**WHAT NEEDS TO BE DONE**
Count the lines of the records that contain the word "outlines". Reply with the number only.

[begin SUPPLIED DATA]

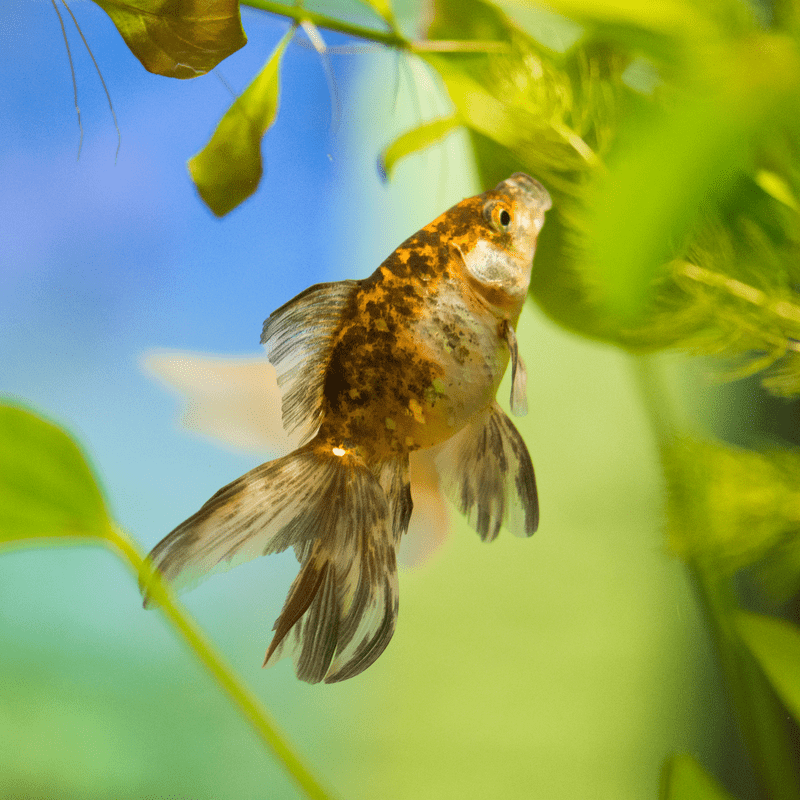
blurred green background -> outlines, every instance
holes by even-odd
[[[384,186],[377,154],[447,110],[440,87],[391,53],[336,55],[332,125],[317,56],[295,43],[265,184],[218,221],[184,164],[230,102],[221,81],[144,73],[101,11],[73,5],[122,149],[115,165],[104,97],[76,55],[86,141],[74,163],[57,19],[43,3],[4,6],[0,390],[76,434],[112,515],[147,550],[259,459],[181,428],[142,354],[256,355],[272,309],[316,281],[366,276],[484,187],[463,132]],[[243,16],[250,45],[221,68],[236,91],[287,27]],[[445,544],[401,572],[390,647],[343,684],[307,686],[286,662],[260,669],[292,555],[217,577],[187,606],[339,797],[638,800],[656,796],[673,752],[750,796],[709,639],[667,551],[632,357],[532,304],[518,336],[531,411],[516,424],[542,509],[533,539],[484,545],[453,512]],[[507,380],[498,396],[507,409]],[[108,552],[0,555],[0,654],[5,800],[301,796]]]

[end SUPPLIED DATA]
[begin SUPPLIED DATA]

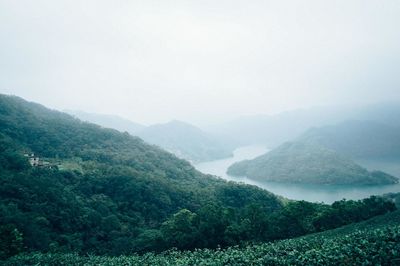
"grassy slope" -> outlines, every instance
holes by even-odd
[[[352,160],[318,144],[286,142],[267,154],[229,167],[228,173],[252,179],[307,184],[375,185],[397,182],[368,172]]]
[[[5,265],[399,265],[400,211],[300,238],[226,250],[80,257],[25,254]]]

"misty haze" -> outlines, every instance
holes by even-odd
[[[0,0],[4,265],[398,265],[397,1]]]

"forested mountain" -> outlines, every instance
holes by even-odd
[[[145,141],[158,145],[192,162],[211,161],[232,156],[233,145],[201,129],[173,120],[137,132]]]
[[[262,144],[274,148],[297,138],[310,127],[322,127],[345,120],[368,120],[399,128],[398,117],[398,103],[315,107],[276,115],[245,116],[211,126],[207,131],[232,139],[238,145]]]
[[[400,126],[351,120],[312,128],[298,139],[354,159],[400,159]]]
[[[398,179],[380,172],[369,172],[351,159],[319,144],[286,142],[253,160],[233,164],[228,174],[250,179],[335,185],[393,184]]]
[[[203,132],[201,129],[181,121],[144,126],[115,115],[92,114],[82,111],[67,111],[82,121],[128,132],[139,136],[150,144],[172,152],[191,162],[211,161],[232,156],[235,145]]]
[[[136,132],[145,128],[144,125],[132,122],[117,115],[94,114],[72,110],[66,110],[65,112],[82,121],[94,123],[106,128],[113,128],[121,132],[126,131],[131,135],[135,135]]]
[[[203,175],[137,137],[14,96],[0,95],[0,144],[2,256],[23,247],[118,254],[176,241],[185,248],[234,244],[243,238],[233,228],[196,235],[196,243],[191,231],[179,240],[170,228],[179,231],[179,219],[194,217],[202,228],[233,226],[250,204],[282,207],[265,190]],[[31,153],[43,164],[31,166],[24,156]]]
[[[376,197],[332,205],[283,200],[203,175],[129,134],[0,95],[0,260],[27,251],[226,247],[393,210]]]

[end SUPPLIED DATA]

**ANSWER FOR THIS EXERCISE**
4